Aim of the exercise: Would you retype all of these records exactly?

Entries from a point annotation set:
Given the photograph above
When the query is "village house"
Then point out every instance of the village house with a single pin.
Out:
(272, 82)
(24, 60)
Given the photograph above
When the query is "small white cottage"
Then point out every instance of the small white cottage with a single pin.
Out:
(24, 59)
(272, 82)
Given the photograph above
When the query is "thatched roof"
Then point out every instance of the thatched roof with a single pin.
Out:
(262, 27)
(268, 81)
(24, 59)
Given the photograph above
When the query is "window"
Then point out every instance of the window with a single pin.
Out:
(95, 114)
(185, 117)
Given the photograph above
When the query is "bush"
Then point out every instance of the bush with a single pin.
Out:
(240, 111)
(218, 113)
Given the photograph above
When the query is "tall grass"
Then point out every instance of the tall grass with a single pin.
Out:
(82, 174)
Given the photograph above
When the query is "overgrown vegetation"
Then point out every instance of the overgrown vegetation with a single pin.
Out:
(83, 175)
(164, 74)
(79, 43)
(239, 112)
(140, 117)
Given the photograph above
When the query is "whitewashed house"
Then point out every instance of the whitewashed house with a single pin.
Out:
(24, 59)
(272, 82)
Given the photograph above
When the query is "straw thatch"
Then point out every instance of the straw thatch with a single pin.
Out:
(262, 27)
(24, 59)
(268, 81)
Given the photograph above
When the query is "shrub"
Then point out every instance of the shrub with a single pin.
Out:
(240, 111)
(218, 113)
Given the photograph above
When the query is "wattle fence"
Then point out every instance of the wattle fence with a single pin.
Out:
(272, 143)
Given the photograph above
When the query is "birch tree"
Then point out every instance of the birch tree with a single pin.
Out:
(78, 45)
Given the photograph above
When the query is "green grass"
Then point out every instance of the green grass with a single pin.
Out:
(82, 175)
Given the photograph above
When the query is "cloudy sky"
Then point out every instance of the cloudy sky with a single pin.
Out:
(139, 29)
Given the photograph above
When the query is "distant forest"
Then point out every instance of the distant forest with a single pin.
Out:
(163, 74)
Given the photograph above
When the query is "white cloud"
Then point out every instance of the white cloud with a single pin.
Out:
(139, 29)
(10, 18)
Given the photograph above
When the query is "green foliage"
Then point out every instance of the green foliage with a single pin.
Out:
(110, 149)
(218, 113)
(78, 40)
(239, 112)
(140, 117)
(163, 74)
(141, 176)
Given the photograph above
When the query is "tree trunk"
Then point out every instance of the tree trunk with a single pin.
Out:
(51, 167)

Final result:
Given the photograph above
When the query is "village house"
Then point out every instance of the village house with a single pin.
Out:
(272, 82)
(24, 60)
Given the photograph above
When the query is "small white cottage"
Then point out every instance of the small white cottage with a single pin.
Out:
(24, 59)
(272, 82)
Given the photograph above
When the query is "thatched roof"
Then point out every instance of the thatched roof with a single pin.
Out:
(262, 27)
(268, 81)
(24, 59)
Given the photograph above
When the query is "window"
Then point out every instance of the window with a single pin.
Out:
(95, 114)
(185, 117)
Given the photograph above
When the query is "bush"
Then point out every instance of the bush with a single pin.
Out:
(240, 111)
(218, 113)
Given the photograph above
When the query is "tall grass"
Then point out every instance of the tall grass with a single pin.
Out:
(82, 174)
Given the photograph above
When the query is "overgrown vegetation"
Then point out every instance of the overgrown vegetation with a single pin.
Out:
(83, 175)
(164, 74)
(79, 43)
(239, 112)
(140, 117)
Given the photograph above
When the query is "whitewashed house"
Then point out every instance of the whitewashed house with a single pin.
Out:
(24, 59)
(272, 82)
Given the photograph above
When the query is "straw thatch"
Then point out every instance of the straw thatch with a single pin.
Out:
(262, 27)
(24, 59)
(268, 81)
Given the photograph above
When the query is "shrub"
Then point out every instance of the shrub with a single pin.
Out:
(240, 111)
(218, 113)
Given the photograph above
When the query is "wattle fence"
Then point out every instance of the wattle fence with a single pin.
Out:
(272, 143)
Given the photograph above
When the query is "birch tree"
Then point out every instance of the birch tree with a single pin.
Out:
(78, 45)
Given the photograph above
When the query is "green grass"
Then point out every instance of the green grass with a single pin.
Out:
(82, 175)
Given the photograph above
When the query is "cloudy sky"
Then point out every instance of the cloudy sky with a single pin.
Out:
(139, 29)
Given the photograph above
When the query is "distant forest"
Then point out every instance of the distant forest with a single pin.
Out:
(163, 74)
Given the photograph above
When the query is "white cloud"
Then point out every instance of the white cloud with a single pin.
Out:
(139, 29)
(10, 18)
Given the photograph above
When the query is "green foliage"
Then point out every instance of the green foliage with a single pin.
Out:
(110, 149)
(218, 113)
(78, 40)
(239, 112)
(140, 117)
(163, 74)
(141, 176)
Given the photograph above
When the query is "tree trunk"
Then point out every instance of the tree trunk with a single pin.
Out:
(51, 167)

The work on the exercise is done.